> [About this task] Decide whether each of these statements agrees with the forum thread below on memory use and speed in gradient boosting: (a) HistGradientBoostingClassifier currently supports sparse matrices for encoding categorical variables; (b) lightgbm 3.0 is described as roughly twice as fast as scikit-learn; (c) on hyper-threaded machines, the thread advises setting OMP_NUM_THREADS to the number of physical cores. Answer yes or no for each, and quote the deciding words of the thread exactly.

> [Passage for review]

[Start of section]

On the airline dataset (with dense matrices) it uses a lot of memory (lightgbm does not use considerable memory other than the data - even with dense matrices). Is this a memory leak? The amount of memory increases with number of trees and the depth of trees. It runs out of memory even for small data/not too deep trees.
It also runs slow compared to lightgbm (both on dense matrices).
Am I doing something wrong? @amueller @ogrisel @laurae2 Is this because of categorical data (vs previous benchmarks were on numeric data)? Can I change something in the code to make it better?
HistGBT (sklearn's HistGradientBoostingClassifier) currently does not support sparse matrices for encoding categorical variables.
This is a known limitation. However for categorical variables there are three solutions that do not involve sparse preprocessing of the training data:
On the airline dataset (with dense matrices) it uses a lot of memory (lightgbm does not use considerable memory other than the data - even with dense matrices). Is this a memory leak? The amount of memory increases with number of trees and the depth of trees. It runs out of memory even for small data/not too deep trees.
Do you use scikit-learn master? we recently fixed some cyclic references that prevent the GC to properly release memory in a timely fashion: scikit-learn/scikit-learn#18334
If you want to try the master branch without building from source, feel free to use the nightly builds:
https://scikit-learn.org/0.21/developers/advanced_installation.html#installing-nightly-builds
It also runs slow compared to lightgbm (both on dense matrices).
lightgbm 3.0 is known to be ~2x faster than scikit-learn, probably because of the new row-wise parallelism in histograms:
https://github.com/microsoft/LightGBM/issues/2791#issuecomment-688258910
Also, on hyper-threaded machines, you want to limit the number of threads explicitly with OMP_NUM_THREADS=number_of_physical_cores python benchmark.py
to avoid over-subscription issues. We want to do that automatically but this needs a bit of work.
Thanks @ogrisel for very quick answer.
Encoding: yeah I know I could use ordinal or target encoding. In fact there was some discussion on this in 2015 on exactly this dataset, I seemed that ordinal encoding could actually get better AUC (in random forest) than 1-hot . The reason I did 1-hot in the benchmark I guess because it has been (used to be?) the preferred method for practitioners and it was also the common denominator for all packages (e.g. I kept using 1-hot even with lightgbm in the benchmark, even after lightgbm started using "direct" encoding).
So maybe I should try ordinal encoding (and others), but then I should do the same with all the tools. Or at least try it out. But then of course there are so many other things I should also do (e.g. using more datasets of different structure, sparsity etc) to make the benchmark more meaningful. All I managed to do is create a list a while ago.

[End of section]

> [Source information]
[Start of section]

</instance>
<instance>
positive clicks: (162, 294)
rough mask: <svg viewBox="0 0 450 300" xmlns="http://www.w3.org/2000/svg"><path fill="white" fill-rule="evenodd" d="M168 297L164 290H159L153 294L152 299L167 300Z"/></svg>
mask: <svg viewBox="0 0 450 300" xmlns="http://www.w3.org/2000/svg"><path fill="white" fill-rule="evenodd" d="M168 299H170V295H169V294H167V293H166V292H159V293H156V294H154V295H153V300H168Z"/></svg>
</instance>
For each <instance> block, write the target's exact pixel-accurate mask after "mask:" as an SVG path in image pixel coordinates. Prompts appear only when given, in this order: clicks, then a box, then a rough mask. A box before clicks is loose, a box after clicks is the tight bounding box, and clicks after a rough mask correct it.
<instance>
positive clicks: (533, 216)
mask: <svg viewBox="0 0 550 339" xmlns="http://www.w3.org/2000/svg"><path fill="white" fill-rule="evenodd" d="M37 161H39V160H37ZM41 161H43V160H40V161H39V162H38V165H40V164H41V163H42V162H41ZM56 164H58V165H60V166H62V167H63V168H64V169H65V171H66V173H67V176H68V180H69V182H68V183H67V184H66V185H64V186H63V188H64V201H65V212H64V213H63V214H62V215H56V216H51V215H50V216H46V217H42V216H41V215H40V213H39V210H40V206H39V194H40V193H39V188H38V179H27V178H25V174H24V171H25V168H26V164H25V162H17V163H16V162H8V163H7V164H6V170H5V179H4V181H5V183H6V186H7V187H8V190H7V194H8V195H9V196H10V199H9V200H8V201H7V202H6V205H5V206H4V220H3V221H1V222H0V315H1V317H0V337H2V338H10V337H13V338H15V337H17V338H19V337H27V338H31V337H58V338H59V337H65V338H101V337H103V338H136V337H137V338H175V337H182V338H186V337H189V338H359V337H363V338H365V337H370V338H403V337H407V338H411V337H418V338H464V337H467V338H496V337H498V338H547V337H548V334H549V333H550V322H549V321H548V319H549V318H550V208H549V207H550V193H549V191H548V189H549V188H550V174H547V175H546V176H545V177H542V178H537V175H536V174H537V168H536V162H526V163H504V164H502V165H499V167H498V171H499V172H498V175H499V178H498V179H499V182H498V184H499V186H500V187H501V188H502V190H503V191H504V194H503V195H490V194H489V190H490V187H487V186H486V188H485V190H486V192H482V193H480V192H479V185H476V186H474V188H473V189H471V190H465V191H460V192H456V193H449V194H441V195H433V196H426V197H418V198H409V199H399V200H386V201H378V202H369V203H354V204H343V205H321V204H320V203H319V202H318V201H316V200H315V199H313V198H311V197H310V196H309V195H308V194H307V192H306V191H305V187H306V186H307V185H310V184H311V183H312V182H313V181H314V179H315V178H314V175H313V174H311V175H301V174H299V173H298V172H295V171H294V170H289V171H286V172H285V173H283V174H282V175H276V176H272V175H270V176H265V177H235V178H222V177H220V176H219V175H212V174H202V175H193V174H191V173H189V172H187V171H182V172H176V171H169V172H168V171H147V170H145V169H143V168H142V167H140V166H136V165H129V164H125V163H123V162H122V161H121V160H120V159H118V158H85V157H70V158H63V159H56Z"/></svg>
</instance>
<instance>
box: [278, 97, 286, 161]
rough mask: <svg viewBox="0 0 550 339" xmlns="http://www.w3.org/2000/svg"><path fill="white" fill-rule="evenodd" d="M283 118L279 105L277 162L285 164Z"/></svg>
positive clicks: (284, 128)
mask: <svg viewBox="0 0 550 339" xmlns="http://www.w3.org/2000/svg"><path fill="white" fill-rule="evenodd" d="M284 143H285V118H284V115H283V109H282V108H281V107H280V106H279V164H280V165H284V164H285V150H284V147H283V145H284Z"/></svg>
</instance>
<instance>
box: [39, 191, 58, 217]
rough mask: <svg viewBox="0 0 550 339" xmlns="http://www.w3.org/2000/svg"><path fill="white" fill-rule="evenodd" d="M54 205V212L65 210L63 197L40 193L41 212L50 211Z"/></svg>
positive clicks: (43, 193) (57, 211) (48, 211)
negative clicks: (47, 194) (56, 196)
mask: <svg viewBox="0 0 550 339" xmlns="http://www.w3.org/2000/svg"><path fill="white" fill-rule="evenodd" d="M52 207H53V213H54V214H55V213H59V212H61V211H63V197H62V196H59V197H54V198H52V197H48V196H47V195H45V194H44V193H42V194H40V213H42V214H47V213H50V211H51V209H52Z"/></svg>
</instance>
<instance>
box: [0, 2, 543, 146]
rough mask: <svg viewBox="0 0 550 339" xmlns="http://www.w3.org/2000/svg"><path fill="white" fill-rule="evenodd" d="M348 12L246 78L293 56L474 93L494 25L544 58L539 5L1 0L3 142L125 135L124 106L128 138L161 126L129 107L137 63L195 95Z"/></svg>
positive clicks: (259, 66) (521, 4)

[End of section]

> [Written answer]
(a) No: "HistGBT (sklearn's HistGradientBoostingClassifier) currently does not support sparse matrices for encoding categorical variables."
(b) Yes: "lightgbm 3.0 is known to be ~2x faster than scikit-learn"
(c) Yes: "on hyper-threaded machines, you want to limit the number of threads explicitly with OMP_NUM_THREADS=number_of_physical_cores"